## BRIEF
Reproduce the lines of the data below word for word, starting at the line with "In this photo, where can the leaf-covered" and ending at the line with "(476, 1116)", including both of those lines. Output only those lines.

## RECORDS FOR THE TASK
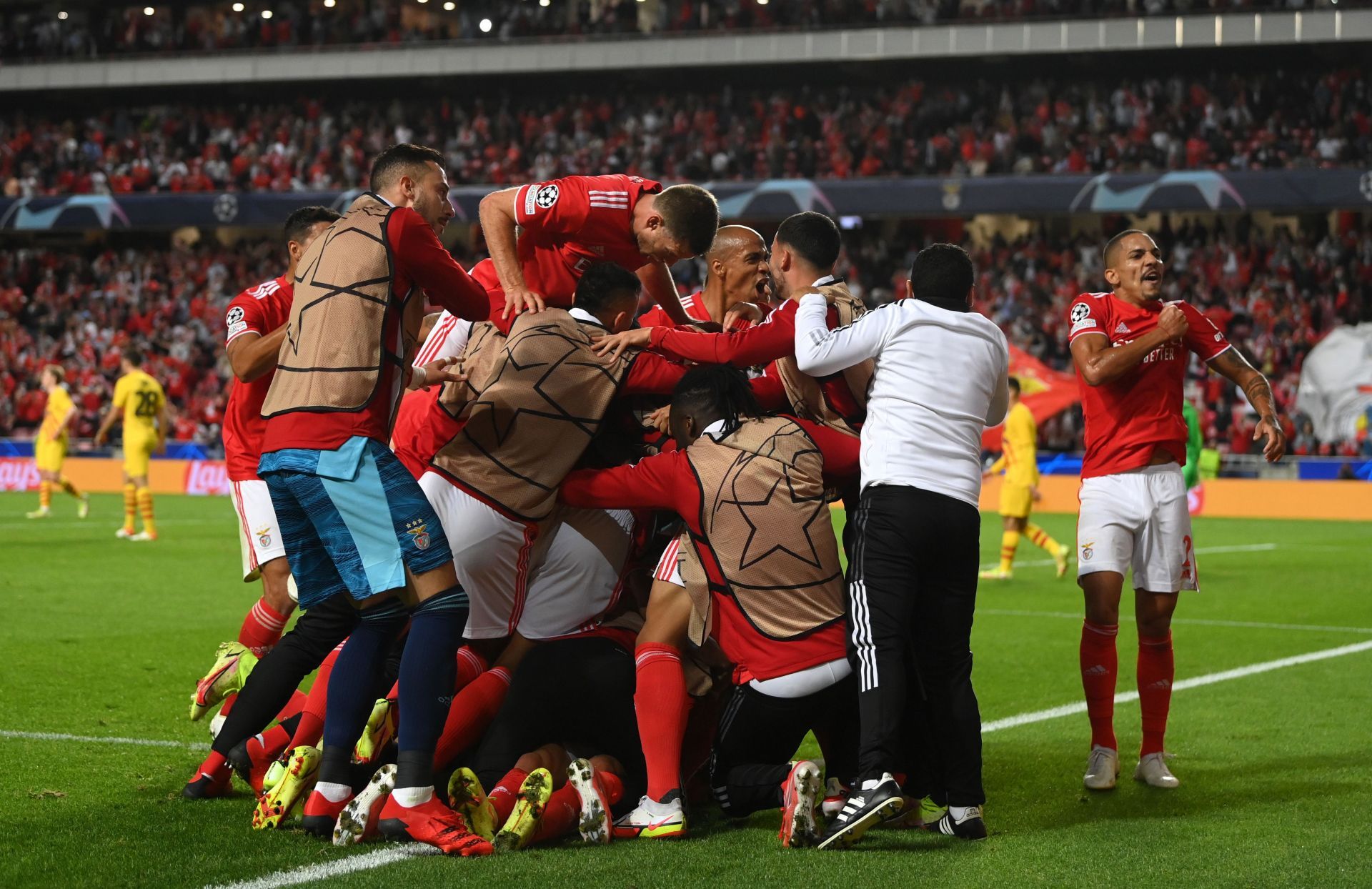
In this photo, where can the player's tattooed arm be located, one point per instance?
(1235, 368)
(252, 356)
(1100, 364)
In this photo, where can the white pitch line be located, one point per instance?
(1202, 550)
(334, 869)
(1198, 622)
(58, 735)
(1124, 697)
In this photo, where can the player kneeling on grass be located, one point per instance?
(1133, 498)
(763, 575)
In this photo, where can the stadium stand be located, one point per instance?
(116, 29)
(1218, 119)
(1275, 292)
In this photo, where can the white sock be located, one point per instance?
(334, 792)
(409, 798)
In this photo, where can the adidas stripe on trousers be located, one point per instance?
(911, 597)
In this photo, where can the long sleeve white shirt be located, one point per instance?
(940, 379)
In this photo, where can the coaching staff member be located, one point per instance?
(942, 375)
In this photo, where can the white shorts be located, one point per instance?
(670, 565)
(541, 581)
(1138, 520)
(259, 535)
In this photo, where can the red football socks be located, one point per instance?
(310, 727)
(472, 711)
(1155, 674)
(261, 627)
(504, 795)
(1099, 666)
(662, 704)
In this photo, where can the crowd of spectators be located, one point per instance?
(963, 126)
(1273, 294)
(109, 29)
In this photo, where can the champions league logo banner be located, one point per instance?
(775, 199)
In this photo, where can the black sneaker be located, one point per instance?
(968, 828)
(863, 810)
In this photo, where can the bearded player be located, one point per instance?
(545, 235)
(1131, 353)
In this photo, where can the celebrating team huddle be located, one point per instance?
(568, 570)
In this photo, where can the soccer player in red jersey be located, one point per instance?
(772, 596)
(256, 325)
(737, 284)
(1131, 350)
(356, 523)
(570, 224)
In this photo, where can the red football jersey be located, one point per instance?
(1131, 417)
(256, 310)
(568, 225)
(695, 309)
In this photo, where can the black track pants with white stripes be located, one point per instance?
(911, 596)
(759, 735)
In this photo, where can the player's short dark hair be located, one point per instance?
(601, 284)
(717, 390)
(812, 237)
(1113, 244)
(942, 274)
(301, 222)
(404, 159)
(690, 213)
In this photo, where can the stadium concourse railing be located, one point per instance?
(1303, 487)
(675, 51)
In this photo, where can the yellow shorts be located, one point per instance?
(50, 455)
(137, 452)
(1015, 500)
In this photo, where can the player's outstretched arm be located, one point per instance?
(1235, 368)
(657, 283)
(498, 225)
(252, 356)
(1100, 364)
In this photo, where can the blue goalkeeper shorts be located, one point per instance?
==
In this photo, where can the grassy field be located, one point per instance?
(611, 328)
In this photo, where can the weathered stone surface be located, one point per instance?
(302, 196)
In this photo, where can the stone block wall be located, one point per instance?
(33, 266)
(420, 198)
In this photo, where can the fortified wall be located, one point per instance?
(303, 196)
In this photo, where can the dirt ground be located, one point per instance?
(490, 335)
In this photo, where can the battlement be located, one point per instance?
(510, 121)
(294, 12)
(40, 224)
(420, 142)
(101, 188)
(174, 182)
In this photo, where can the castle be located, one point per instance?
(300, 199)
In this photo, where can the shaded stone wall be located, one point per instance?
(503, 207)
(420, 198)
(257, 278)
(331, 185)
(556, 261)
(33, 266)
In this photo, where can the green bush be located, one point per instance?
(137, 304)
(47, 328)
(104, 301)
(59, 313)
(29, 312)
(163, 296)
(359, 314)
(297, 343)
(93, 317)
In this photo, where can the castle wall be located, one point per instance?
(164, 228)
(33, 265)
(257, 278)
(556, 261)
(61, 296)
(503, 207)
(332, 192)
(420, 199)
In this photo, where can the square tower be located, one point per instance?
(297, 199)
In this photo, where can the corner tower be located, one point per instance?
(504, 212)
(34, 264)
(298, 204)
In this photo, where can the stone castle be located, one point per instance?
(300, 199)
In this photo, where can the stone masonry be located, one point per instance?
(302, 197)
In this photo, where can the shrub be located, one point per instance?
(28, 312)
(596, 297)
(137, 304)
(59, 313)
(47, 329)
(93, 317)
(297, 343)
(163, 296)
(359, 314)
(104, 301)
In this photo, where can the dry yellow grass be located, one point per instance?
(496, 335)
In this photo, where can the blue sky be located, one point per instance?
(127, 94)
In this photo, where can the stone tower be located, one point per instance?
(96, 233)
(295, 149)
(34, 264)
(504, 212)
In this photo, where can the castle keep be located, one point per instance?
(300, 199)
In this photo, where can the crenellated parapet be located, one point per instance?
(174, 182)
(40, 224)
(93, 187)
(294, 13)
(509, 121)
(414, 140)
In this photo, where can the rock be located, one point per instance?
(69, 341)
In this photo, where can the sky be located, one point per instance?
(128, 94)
---
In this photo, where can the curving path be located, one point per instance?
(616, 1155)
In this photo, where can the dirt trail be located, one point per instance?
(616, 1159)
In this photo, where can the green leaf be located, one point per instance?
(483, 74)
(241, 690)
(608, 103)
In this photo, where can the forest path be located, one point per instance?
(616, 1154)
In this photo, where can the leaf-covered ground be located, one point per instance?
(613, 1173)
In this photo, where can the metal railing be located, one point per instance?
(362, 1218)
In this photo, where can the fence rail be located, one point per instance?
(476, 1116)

## EXERCISE RESPONSE
In this photo, where can the leaf-covered ground be located, one point per instance?
(613, 1173)
In this photo, where can the metal railing be located, one point per instance?
(362, 1218)
In this photo, where can the fence rail be located, one point per instance?
(476, 1116)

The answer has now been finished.